Introduction: Narrating 9/11

Citizens of the United States currently face a political climate characterized by extreme divisiveness and antagonism. For over a year we have witnessed and participated in a presidential campaign saturated with name-calling, xenophobia, and violent provocations. Mexican immigrants have been deemed rapists and criminals, and Muslims have been called an inherent threat. And while Donald Trump may be the worst offender, he is not the only one. At the Nevada State Democratic Convention, factions aligned with the two major candidates grew particularly polarized, with supporters of Bernie Sanders shouting down the speakers who were aligned with Hillary Clinton and phoning state chairwoman Roberta Lange with threats (Raju). After months of Trump supporters assaulting protesters at rallies, anti-Trump protesters stalked and attacked rally-goers after a Trump campaign event in San Jose (Mathis-Lilley). Meanwhile, many of us cluster together with like-minded people on social media, creating echo chambers of political tirades. The Supreme Court remains stuck with four progressive justices pitted against four conservative justices, reflecting the polarized country that it serves. We stumble our way from one mass shooting to the next, listening to the same well-rehearsed narratives about the Second Amendment.

In the midst of this political climate, we experienced the fifteenth anniversary of 9/11.1 Memorials like this one offer the potential to soften the political antagonism as citizens come together to mourn, reflect, and question. At times like these, how can theatre-makers use the anniversary of 9/11 to help shift the political discourse?

▶ TASK REQUIREMENTS
**A.** From the introduction on narrating 9/11, copy word for word the part that opens with the words containing "In the midst" and closes with "the political discourse?".
**B.** List every person the introduction on narrating 9/11 names by both first and last name.

Collected data entries:
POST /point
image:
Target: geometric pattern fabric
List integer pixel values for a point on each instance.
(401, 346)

* * *

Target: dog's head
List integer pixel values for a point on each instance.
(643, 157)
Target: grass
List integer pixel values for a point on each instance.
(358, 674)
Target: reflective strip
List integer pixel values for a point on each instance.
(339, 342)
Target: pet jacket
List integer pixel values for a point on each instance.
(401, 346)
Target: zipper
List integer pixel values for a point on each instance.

▶ FINAL ANSWERS
**A.**
In the midst of this political climate, we experienced the fifteenth anniversary of 9/11.1 Memorials like this one offer the potential to soften the political antagonism as citizens come together to mourn, reflect, and question. At times like these, how can theatre-makers use the anniversary of 9/11 to help shift the political discourse?

**B.**
Donald Trump
Bernie Sanders
Hillary Clinton
Roberta Lange